[TASK OBJECTIVE]
Reproduce only the lines from the one with "--target arm --coords=pixels" to the one with "[[[782,243],[813,243],[813,200],[808,200],[793,214],[785,229]]]", changing "arm" to "forearm" and keeping everything else identical.
::: ENTRIES :::
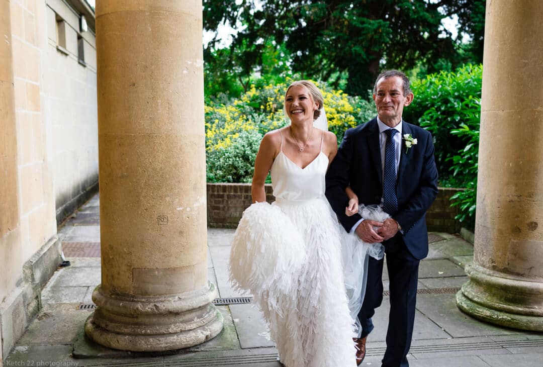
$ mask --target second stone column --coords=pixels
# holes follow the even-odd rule
[[[201,0],[96,4],[102,284],[87,335],[111,348],[203,343],[207,280]]]

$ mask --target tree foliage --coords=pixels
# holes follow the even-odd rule
[[[345,91],[365,95],[383,68],[428,73],[447,65],[482,61],[485,0],[217,0],[204,1],[204,29],[221,23],[241,26],[228,49],[216,37],[205,49],[215,72],[230,73],[247,90],[254,72],[273,66],[267,55],[284,52],[290,68],[279,75],[327,80],[336,87],[346,75]],[[456,15],[472,39],[460,46],[441,24]],[[219,50],[220,50],[219,51]],[[222,61],[219,61],[222,58]],[[235,77],[233,77],[235,75]]]

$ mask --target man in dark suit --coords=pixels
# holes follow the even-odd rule
[[[396,70],[381,73],[374,88],[377,117],[345,134],[326,174],[326,195],[342,224],[365,242],[382,242],[389,279],[390,312],[382,366],[408,366],[415,319],[419,263],[428,254],[425,216],[438,193],[438,173],[430,132],[402,120],[413,101],[409,79]],[[345,214],[350,186],[360,204],[381,204],[383,223]],[[376,229],[374,229],[376,228]],[[357,362],[365,355],[371,317],[383,299],[383,260],[370,258],[368,282],[358,314],[362,333],[356,339]]]

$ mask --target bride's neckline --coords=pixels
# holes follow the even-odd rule
[[[295,166],[298,168],[300,168],[302,170],[304,170],[304,169],[305,169],[306,168],[307,168],[307,167],[308,167],[310,166],[311,166],[311,163],[312,163],[313,162],[314,162],[315,161],[316,161],[317,159],[318,158],[319,156],[320,156],[321,154],[324,155],[324,156],[326,157],[327,159],[328,158],[328,157],[326,156],[326,155],[324,153],[323,153],[323,151],[321,150],[319,152],[319,154],[317,155],[316,157],[315,157],[312,160],[311,160],[311,162],[310,162],[308,163],[307,163],[307,164],[306,164],[304,167],[300,167],[300,166],[298,166],[298,164],[296,164],[295,163],[294,163],[294,161],[292,159],[291,159],[290,158],[289,158],[288,156],[287,156],[286,154],[285,154],[284,153],[283,153],[282,150],[281,150],[281,151],[279,151],[279,154],[282,154],[283,156],[284,156],[285,158],[286,158],[286,159],[287,159],[287,161],[288,161],[289,162],[291,162],[291,163],[292,163],[292,164],[294,164],[294,166]],[[277,154],[277,155],[279,155],[279,154]]]

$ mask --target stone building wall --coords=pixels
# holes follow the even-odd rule
[[[0,360],[61,261],[57,219],[97,187],[93,26],[83,0],[0,2]]]

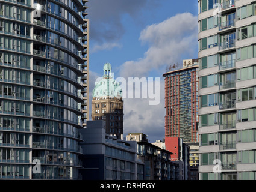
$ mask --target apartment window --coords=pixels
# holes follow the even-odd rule
[[[202,76],[200,78],[200,83],[201,88],[216,86],[217,85],[217,75],[214,74]]]
[[[237,70],[237,81],[246,80],[255,77],[256,66],[245,67]]]
[[[216,133],[202,134],[201,135],[201,146],[214,145],[218,144],[218,134]]]
[[[214,164],[214,160],[218,159],[217,154],[215,152],[213,153],[205,153],[202,154],[201,155],[200,162],[201,165],[212,165]]]
[[[251,17],[254,14],[254,7],[255,9],[255,4],[249,4],[239,8],[237,10],[237,20],[243,19],[249,17]],[[255,11],[255,10],[254,10]]]
[[[201,96],[201,107],[213,106],[218,104],[218,94],[213,94]]]
[[[252,100],[256,98],[256,87],[246,88],[237,90],[239,101]]]
[[[237,111],[237,121],[245,122],[255,119],[256,108],[245,109]]]
[[[216,66],[217,65],[217,55],[213,55],[203,57],[199,62],[202,69]]]
[[[218,124],[218,114],[205,114],[201,116],[201,127],[211,126]]]
[[[238,142],[239,143],[254,142],[256,141],[256,130],[250,129],[238,131]]]

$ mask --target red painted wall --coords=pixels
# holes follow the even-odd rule
[[[180,138],[178,137],[165,137],[166,149],[174,154],[170,155],[172,161],[179,160]]]

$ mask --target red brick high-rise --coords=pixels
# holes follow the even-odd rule
[[[183,68],[165,77],[165,137],[198,142],[198,59],[183,61]]]

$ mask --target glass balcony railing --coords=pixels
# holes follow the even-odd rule
[[[219,83],[219,90],[233,88],[235,86],[236,81],[234,80],[222,82]]]
[[[228,0],[228,1],[225,1],[221,4],[221,8],[222,8],[222,10],[225,10],[231,7],[234,7],[235,2],[237,0]]]
[[[235,19],[229,20],[219,24],[219,31],[224,30],[235,26]]]
[[[219,64],[219,70],[226,70],[236,67],[236,59],[222,62]]]
[[[222,170],[236,170],[236,167],[237,167],[237,165],[236,162],[234,162],[234,163],[226,162],[226,163],[223,163],[221,164]]]
[[[234,108],[236,106],[236,100],[220,102],[219,106],[220,110]]]
[[[235,40],[230,40],[227,41],[220,43],[219,44],[219,50],[234,47],[235,43]]]
[[[220,149],[236,149],[236,142],[220,142]]]
[[[225,130],[236,128],[236,120],[226,121],[220,122],[220,129]]]

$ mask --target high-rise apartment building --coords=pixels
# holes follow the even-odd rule
[[[198,3],[200,179],[255,179],[256,4]]]
[[[123,101],[119,83],[111,74],[110,63],[103,67],[102,78],[95,82],[92,100],[92,119],[106,121],[106,133],[123,139]]]
[[[82,4],[84,6],[84,10],[88,8],[86,3],[87,0],[83,0]],[[81,91],[81,95],[84,102],[81,103],[81,109],[83,115],[81,116],[81,121],[82,125],[84,128],[86,128],[86,121],[89,118],[89,103],[87,103],[89,97],[89,39],[90,39],[90,20],[86,18],[88,13],[86,11],[83,11],[80,15],[84,19],[84,24],[81,25],[82,29],[84,36],[80,38],[80,42],[83,44],[84,49],[80,52],[80,56],[83,58],[84,62],[80,65],[80,71],[83,72],[84,76],[80,77],[81,79],[81,82],[84,88]],[[79,117],[80,119],[80,117]]]
[[[86,1],[0,1],[1,179],[78,178]]]
[[[165,77],[165,137],[198,142],[198,59],[183,61],[183,68]]]

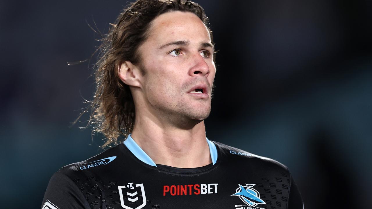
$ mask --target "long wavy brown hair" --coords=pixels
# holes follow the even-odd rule
[[[90,110],[87,126],[93,125],[93,134],[102,133],[106,138],[102,148],[121,142],[134,125],[133,99],[129,87],[118,76],[118,67],[126,61],[141,64],[138,49],[148,37],[151,21],[173,11],[190,12],[197,16],[207,26],[213,41],[208,18],[203,8],[185,0],[138,0],[122,10],[115,23],[110,24],[108,33],[102,36],[102,43],[97,51],[100,55],[94,70],[96,90],[93,100],[83,112]]]

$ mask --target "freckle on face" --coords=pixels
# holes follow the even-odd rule
[[[150,35],[140,49],[147,72],[143,90],[151,104],[149,106],[163,115],[205,119],[210,112],[211,95],[208,99],[202,100],[186,93],[201,82],[213,85],[215,69],[212,61],[206,60],[210,71],[207,77],[194,76],[189,71],[195,62],[160,52],[156,46],[175,41],[189,40],[190,48],[195,49],[195,54],[200,56],[198,48],[200,43],[210,42],[206,28],[193,14],[172,12],[155,18],[150,30]]]

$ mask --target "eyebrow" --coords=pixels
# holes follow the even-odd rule
[[[181,46],[188,46],[190,45],[190,41],[188,40],[181,40],[180,41],[171,41],[168,43],[168,44],[164,44],[163,46],[161,46],[160,47],[159,47],[159,49],[164,49],[166,47],[169,46],[173,46],[173,45],[181,45]],[[214,51],[214,47],[213,45],[212,45],[210,43],[208,43],[208,42],[202,42],[200,44],[200,45],[203,47],[211,47],[212,48],[213,51]]]

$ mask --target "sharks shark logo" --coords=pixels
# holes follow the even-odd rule
[[[266,203],[260,198],[260,193],[253,188],[256,185],[247,184],[243,186],[238,184],[239,187],[235,190],[235,193],[231,196],[235,195],[239,197],[245,203],[252,207],[255,207],[259,204],[266,204]]]

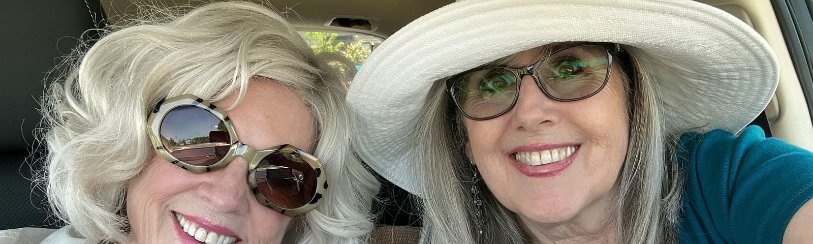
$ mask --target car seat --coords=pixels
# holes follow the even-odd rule
[[[29,181],[41,162],[31,157],[38,100],[47,74],[70,54],[86,30],[105,25],[98,0],[7,1],[0,10],[0,229],[59,228],[41,189]]]

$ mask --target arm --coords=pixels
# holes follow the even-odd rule
[[[782,243],[813,243],[813,200],[808,200],[793,214],[785,229]]]

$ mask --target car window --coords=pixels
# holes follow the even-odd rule
[[[347,85],[350,85],[352,76],[355,74],[355,71],[361,68],[362,63],[367,59],[367,56],[370,55],[370,52],[376,48],[376,46],[384,41],[380,37],[363,33],[319,31],[304,31],[301,33],[308,40],[311,49],[315,54],[334,53],[341,54],[328,59],[328,60],[333,61],[328,63],[348,76],[346,82]]]

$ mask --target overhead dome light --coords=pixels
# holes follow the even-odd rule
[[[349,28],[364,31],[375,31],[380,24],[380,20],[364,17],[333,17],[324,25],[331,27]]]

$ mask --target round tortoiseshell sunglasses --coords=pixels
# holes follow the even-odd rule
[[[287,216],[313,210],[328,191],[327,176],[315,157],[287,144],[259,150],[240,143],[225,111],[194,95],[160,101],[150,113],[147,129],[159,156],[192,172],[246,158],[247,181],[257,201]]]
:::
[ANSWER BELOW]
$ mask --target forearm --coords=pixels
# holes follow the even-odd rule
[[[782,243],[813,243],[813,200],[808,200],[793,214],[785,229]]]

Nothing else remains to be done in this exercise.